REQUIRED TASK A -
In the abstract of the paper on the $E_6$ singularity, what are the degrees of the polynomials $Q_1$, $P_1$ and $P_2$?

\documentstyle[12pt]{article}

\textwidth=13cm
\oddsidemargin=1.0cm
\evensidemargin=0cm


\begin{document}

\newcommand{\be}{\begin{equation}}
\newcommand{\ee}{\end{equation}}
\newcommand{\no}{\nonumber}
\newcommand{\ba}{\begin{eqnarray}}
\newcommand{\ea}{\end{eqnarray}}
\newcommand{\la}{\langle}
\newcommand{\ra}{\rangle}



\begin{flushright}
hep-th/9612086 \\
preprint UT-763  \\
December, 1996\\
\end{flushright}

\bigskip

\bigskip


\begin{center}
{\Large \bf \it A New Description of the $E_6$ Singularity}
\end{center}

\bigskip

\bigskip

\begin{center}

Tohru Eguchi

\medskip

\medskip

{\it Department of Physics

\medskip

Faculty of Science

\medskip

University of Tokyo

\medskip

Tokyo 113, Japan}

\bigskip

and 

\bigskip

Sung-Kil Yang

\medskip

\medskip

{\it Institute of Physics

\medskip

University of Tsukuba

\medskip

Ibaraki 305, Japan}
\end{center}

\bigskip

\bigskip

\begin{abstract}
We discuss a new type of Landau-Ginzburg potential for the
$E_6$ singularity of the form 
$W=const+(Q_1(x)+P_1(x)\sqrt{P_2(x)})/x^3$
which featured in a recent study of heterotic/typeII
string duality. Here $Q_1,P_1$ and $P_2$ are polynomials of degree
15,10 and 10, respectively. We study the properties of the potential
in detail and show that it gives a new and consistent description of the
$E_6$ singularity.

\end{abstract}


\newpage

Recently Seiberg-Witten type construction of exact 
solutions for $N=2$ supersymmetric 
gauge theories has been generalized to the case of exceptional 
global and local gauge groups
by various authors \cite{MNa,LW,MNb,Ga,GMS}. 
$N=2$ theories of 
exceptional gauge symmetries are expected to arise from the 
degeneration of the $K_3$ surface in type II compactified string 
theory and play some basic role in typeII/heterotic duality.

MATERIAL TO PROCESS -

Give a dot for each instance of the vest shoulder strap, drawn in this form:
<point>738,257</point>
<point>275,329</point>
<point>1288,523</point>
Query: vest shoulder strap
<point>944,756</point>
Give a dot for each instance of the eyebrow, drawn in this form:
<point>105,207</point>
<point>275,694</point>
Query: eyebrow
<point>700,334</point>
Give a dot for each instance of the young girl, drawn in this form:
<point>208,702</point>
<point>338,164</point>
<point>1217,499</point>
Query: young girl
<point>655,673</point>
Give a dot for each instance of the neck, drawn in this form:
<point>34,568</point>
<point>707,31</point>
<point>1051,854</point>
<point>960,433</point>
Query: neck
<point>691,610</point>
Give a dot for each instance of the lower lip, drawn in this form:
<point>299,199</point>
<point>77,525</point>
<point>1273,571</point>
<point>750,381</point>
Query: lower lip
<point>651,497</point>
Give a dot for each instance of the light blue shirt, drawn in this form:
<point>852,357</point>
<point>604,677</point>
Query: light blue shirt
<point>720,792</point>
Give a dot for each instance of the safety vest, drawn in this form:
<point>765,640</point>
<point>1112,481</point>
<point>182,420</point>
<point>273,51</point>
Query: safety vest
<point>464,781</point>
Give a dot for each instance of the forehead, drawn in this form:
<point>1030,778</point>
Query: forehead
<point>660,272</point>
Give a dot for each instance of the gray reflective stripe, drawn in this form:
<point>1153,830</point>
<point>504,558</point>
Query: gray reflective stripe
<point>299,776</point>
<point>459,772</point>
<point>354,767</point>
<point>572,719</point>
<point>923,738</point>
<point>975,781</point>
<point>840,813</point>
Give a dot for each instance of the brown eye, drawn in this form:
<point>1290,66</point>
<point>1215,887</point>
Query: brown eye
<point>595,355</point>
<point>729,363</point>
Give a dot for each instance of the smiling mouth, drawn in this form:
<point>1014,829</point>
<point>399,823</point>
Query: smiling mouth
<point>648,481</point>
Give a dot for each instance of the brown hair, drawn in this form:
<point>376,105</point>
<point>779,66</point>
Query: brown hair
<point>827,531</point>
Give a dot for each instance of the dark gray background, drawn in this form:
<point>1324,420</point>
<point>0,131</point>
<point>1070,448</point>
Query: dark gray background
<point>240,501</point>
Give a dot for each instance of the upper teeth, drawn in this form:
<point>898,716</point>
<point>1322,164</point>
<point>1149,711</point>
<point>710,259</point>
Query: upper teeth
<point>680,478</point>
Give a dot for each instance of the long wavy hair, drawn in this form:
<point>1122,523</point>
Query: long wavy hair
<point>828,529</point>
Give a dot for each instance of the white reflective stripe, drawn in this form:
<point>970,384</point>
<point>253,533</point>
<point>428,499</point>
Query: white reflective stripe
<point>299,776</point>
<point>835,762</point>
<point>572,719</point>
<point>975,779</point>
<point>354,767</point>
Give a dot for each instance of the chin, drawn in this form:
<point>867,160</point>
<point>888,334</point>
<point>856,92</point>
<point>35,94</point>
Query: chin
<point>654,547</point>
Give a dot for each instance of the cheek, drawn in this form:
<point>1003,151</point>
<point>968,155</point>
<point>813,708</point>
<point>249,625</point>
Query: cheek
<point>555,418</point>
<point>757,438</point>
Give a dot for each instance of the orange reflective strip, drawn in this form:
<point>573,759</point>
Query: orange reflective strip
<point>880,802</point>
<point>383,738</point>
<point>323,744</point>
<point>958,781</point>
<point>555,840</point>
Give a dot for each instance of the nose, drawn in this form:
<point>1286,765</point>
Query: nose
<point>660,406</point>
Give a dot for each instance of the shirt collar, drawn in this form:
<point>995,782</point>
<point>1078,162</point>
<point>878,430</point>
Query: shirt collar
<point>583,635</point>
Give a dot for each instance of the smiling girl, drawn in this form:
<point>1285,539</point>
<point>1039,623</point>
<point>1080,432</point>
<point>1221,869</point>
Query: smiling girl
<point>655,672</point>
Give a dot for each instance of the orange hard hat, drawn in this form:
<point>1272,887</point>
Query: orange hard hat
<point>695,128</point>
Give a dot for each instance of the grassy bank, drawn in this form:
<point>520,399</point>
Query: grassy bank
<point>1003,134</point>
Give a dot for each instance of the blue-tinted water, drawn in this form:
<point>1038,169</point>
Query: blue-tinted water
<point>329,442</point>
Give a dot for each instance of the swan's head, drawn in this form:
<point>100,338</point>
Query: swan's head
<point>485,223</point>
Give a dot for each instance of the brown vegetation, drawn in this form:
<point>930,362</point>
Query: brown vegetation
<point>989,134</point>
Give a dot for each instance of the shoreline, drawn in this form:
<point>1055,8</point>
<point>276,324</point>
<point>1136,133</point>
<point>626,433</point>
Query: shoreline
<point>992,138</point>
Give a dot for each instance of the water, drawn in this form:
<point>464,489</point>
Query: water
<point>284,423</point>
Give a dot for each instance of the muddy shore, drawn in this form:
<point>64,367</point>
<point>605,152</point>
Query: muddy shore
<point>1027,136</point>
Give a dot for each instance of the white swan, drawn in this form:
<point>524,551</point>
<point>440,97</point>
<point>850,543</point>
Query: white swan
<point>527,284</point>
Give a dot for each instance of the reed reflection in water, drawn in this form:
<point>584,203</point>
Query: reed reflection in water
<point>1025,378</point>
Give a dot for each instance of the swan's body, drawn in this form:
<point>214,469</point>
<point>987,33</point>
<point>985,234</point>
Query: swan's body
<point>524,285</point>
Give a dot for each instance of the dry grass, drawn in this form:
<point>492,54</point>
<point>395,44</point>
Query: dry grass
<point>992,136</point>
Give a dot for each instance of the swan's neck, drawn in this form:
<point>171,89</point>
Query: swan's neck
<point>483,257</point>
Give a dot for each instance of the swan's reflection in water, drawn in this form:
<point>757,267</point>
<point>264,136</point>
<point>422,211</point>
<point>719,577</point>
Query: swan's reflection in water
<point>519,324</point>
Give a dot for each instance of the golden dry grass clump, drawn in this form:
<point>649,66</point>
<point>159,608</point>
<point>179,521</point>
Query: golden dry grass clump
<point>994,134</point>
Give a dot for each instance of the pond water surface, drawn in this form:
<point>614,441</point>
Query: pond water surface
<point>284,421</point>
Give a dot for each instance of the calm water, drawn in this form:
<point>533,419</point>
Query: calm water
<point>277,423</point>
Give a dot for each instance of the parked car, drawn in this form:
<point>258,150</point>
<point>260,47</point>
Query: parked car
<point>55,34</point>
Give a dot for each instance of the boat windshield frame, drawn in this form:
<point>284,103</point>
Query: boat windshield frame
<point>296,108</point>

REQUIRED TASK B -
Arrange the lines of the records as a numbered list, from the line with "Give a dot for each instance of the brown hair, drawn" to the line with "<point>583,635</point>", both included, leaving out any blank lines.

EXERCISE OUTPUT A -
They are of degree 15, 10 and 10, respectively.

EXERCISE OUTPUT B -
1. Give a dot for each instance of the brown hair, drawn in this form:
2. <point>376,105</point>
3. <point>779,66</point>
4. Query: brown hair
5. <point>827,531</point>
6. Give a dot for each instance of the dark gray background, drawn in this form:
7. <point>1324,420</point>
8. <point>0,131</point>
9. <point>1070,448</point>
10. Query: dark gray background
11. <point>240,501</point>
12. Give a dot for each instance of the upper teeth, drawn in this form:
13. <point>898,716</point>
14. <point>1322,164</point>
15. <point>1149,711</point>
16. <point>710,259</point>
17. Query: upper teeth
18. <point>680,478</point>
19. Give a dot for each instance of the long wavy hair, drawn in this form:
20. <point>1122,523</point>
21. Query: long wavy hair
22. <point>828,529</point>
23. Give a dot for each instance of the white reflective stripe, drawn in this form:
24. <point>970,384</point>
25. <point>253,533</point>
26. <point>428,499</point>
27. Query: white reflective stripe
28. <point>299,776</point>
29. <point>835,762</point>
30. <point>572,719</point>
31. <point>975,779</point>
32. <point>354,767</point>
33. Give a dot for each instance of the chin, drawn in this form:
34. <point>867,160</point>
35. <point>888,334</point>
36. <point>856,92</point>
37. <point>35,94</point>
38. Query: chin
39. <point>654,547</point>
40. Give a dot for each instance of the cheek, drawn in this form:
41. <point>1003,151</point>
42. <point>968,155</point>
43. <point>813,708</point>
44. <point>249,625</point>
45. Query: cheek
46. <point>555,418</point>
47. <point>757,438</point>
48. Give a dot for each instance of the orange reflective strip, drawn in this form:
49. <point>573,759</point>
50. Query: orange reflective strip
51. <point>880,802</point>
52. <point>383,738</point>
53. <point>323,744</point>
54. <point>958,781</point>
55. <point>555,840</point>
56. Give a dot for each instance of the nose, drawn in this form:
57. <point>1286,765</point>
58. Query: nose
59. <point>660,406</point>
60. Give a dot for each instance of the shirt collar, drawn in this form:
61. <point>995,782</point>
62. <point>1078,162</point>
63. <point>878,430</point>
64. Query: shirt collar
65. <point>583,635</point>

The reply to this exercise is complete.